» **About this exercise**
Each entry should be returned exactly as written, with no pictures carried over.

» **Exercise materials**
◆ ◆ ◆
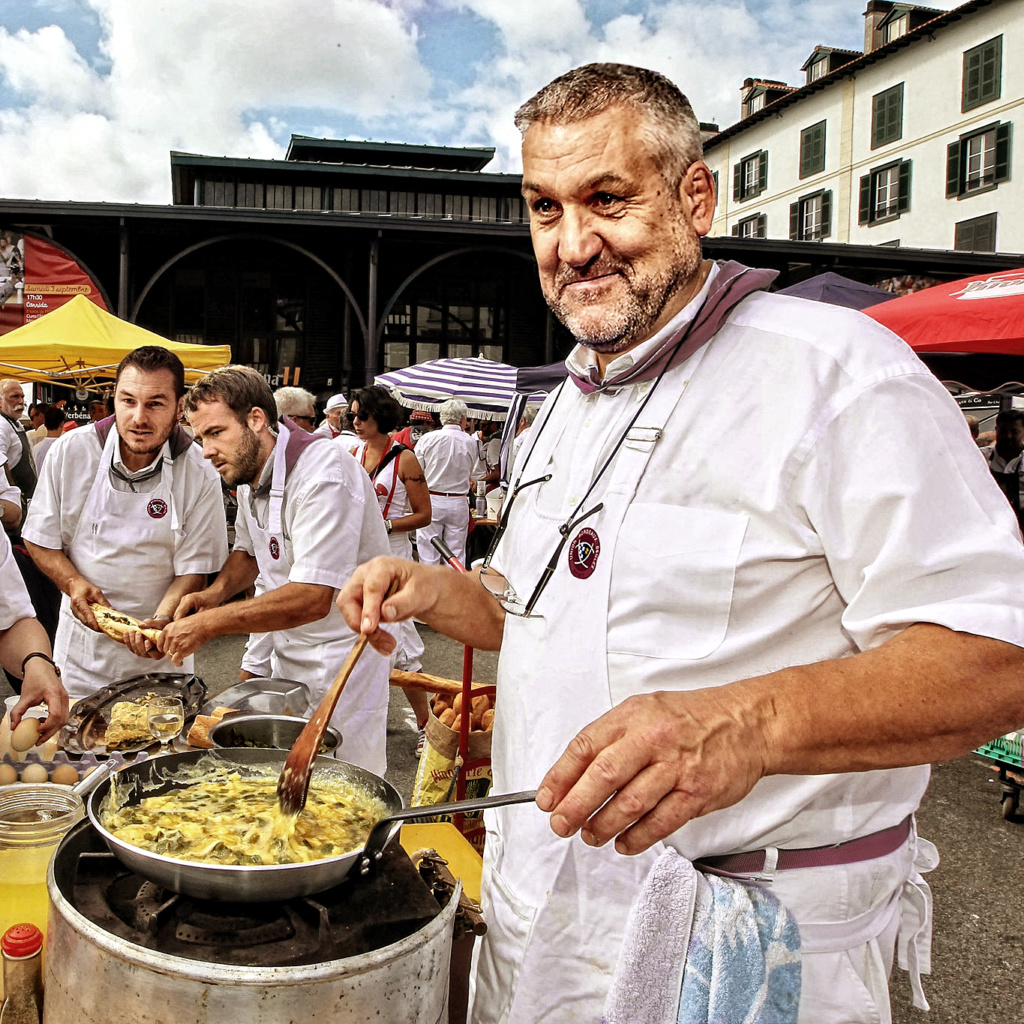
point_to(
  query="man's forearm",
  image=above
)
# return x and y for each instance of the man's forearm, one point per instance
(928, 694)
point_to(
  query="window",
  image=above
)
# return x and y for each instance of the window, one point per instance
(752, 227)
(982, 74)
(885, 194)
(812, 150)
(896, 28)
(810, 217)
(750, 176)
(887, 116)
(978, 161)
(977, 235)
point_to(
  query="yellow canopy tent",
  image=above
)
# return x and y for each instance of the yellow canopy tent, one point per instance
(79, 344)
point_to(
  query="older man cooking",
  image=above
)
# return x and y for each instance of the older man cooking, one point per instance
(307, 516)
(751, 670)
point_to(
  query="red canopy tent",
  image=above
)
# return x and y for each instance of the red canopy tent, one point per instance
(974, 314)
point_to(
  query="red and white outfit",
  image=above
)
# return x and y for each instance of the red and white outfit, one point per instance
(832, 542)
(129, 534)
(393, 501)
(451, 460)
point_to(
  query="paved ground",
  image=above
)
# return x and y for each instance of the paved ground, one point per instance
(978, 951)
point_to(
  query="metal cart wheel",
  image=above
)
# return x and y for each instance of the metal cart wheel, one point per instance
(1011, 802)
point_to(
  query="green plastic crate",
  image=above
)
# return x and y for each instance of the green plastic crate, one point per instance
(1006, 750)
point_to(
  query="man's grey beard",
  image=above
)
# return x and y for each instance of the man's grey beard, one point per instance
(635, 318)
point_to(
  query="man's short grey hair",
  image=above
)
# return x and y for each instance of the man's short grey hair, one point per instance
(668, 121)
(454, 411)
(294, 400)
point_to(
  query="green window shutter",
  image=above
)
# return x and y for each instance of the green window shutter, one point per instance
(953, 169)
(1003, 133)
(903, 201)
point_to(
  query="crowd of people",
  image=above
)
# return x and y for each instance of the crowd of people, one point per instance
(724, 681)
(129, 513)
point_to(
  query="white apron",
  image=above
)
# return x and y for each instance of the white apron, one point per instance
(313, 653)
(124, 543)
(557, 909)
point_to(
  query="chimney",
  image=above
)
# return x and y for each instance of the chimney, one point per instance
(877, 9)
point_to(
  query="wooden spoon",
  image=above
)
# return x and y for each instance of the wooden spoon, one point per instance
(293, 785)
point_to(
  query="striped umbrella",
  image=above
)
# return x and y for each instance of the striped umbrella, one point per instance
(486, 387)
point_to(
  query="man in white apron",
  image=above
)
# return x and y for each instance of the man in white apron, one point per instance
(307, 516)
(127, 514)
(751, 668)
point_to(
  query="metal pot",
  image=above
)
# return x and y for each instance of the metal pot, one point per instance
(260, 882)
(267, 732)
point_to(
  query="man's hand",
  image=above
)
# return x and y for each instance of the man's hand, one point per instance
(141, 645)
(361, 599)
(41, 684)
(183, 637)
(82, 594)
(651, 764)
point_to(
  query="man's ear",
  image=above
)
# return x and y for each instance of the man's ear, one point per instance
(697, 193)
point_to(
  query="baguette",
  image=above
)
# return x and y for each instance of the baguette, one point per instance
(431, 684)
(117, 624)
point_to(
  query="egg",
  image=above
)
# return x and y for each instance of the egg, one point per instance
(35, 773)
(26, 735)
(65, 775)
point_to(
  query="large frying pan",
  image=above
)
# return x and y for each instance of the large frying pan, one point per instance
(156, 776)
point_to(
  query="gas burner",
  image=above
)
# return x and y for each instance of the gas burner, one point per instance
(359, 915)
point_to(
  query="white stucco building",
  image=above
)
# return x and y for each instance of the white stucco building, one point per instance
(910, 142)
◆ ◆ ◆
» **Answer section**
point_to(
  query="man's forearm",
  image=above
)
# return x and y for each instance of the man's forearm, one point per instance
(928, 694)
point_to(
  query="window",
  image=above
)
# return x and y for each instance of the window, one point per instance
(752, 227)
(982, 74)
(885, 194)
(812, 150)
(896, 28)
(810, 217)
(750, 176)
(887, 116)
(978, 161)
(977, 235)
point_to(
  query="yellow canopy tent",
  image=above
)
# return x and y for each instance of the yellow canopy tent, one point per instance
(79, 344)
point_to(
  query="older man cooking",
  image=above
)
# return x and y for each instance of the older man cooking, one point per instance
(307, 516)
(751, 670)
point_to(
  query="red canopy tent",
  image=above
)
# return x and y for each instance of the red canopy tent, one point per instance
(974, 314)
point_to(
  query="red and white outfit",
  image=above
)
# return x and y for each instance of the red and white outfit, one point per instance
(832, 542)
(129, 534)
(393, 501)
(451, 460)
point_to(
  query="paved ground",
  image=above
)
# return x and y for each instance of the paved ground, one point per instance
(978, 951)
point_to(
  query="metal cart wheel",
  image=above
)
# return x and y for each instance of the metal cart wheel, one point per instance
(1011, 802)
point_to(
  query="green plastic crate",
  image=above
)
# return x and y for each instance of the green plastic crate, one point per instance
(1006, 750)
point_to(
  query="man's grey beard",
  image=above
)
# return x and y for each instance of the man's grey beard, one point per instance
(635, 318)
point_to(
  query="man's short grey hair",
  image=above
)
# return x and y for each instance of the man's short grey hair, one point per instance
(668, 121)
(454, 411)
(294, 400)
point_to(
  query="green window shutter",
  image=above
)
# return x and y for each instance of the green window shutter, one point per instance
(953, 169)
(1003, 133)
(903, 201)
point_to(
  query="crowd of people",
  image=above
)
# return x and y for each instance of the crowd of people, one point per instance
(724, 681)
(129, 513)
point_to(
  query="white apron",
  image=above
)
# return x and y for each instance of the white apron, one point per instance
(313, 653)
(124, 543)
(557, 909)
point_to(
  query="chimney",
  image=above
)
# return x and y for each instance of the chimney, one point per instance
(877, 9)
point_to(
  query="wooden spoon",
  image=above
)
# return x and y for each instance of the wooden spoon, one point per instance
(293, 785)
point_to(
  query="striped umbrella",
  image=above
)
# return x and y for each instance of the striped umbrella, one point per instance
(486, 387)
point_to(
  query="man in white apron",
  image=above
)
# return x and y for each instance of the man in white apron, one point per instance
(307, 516)
(127, 514)
(751, 668)
point_to(
  query="metal pot",
  image=above
)
# return x and y for each instance of the metal pot, one point per instance
(260, 882)
(267, 732)
point_to(
  query="man's hand",
  image=above
)
# return x and y for each instance of the man's hand, one point per instance
(141, 645)
(361, 599)
(41, 684)
(183, 637)
(82, 594)
(651, 764)
point_to(
  query="man's ear",
  image=above
)
# return x and y for each instance of the man's ear, one point per instance
(697, 193)
point_to(
  query="baguette",
  image=above
)
# return x and y for each instance of the baguette, one point per instance
(431, 684)
(117, 624)
point_to(
  query="egg",
  image=above
)
# return x and y for each instance of the egg, one point per instance
(35, 773)
(26, 735)
(65, 775)
point_to(
  query="large frying pan",
  image=above
)
# return x and y for each instance of the large frying pan, one point per instance
(156, 776)
point_to(
  query="gas burner",
  image=above
)
# return x and y for each instance of the gas burner, one point per instance
(359, 915)
point_to(
  query="white stucco building",
  image=above
)
# return x and y for each instance of the white stucco building, one point per instance
(910, 142)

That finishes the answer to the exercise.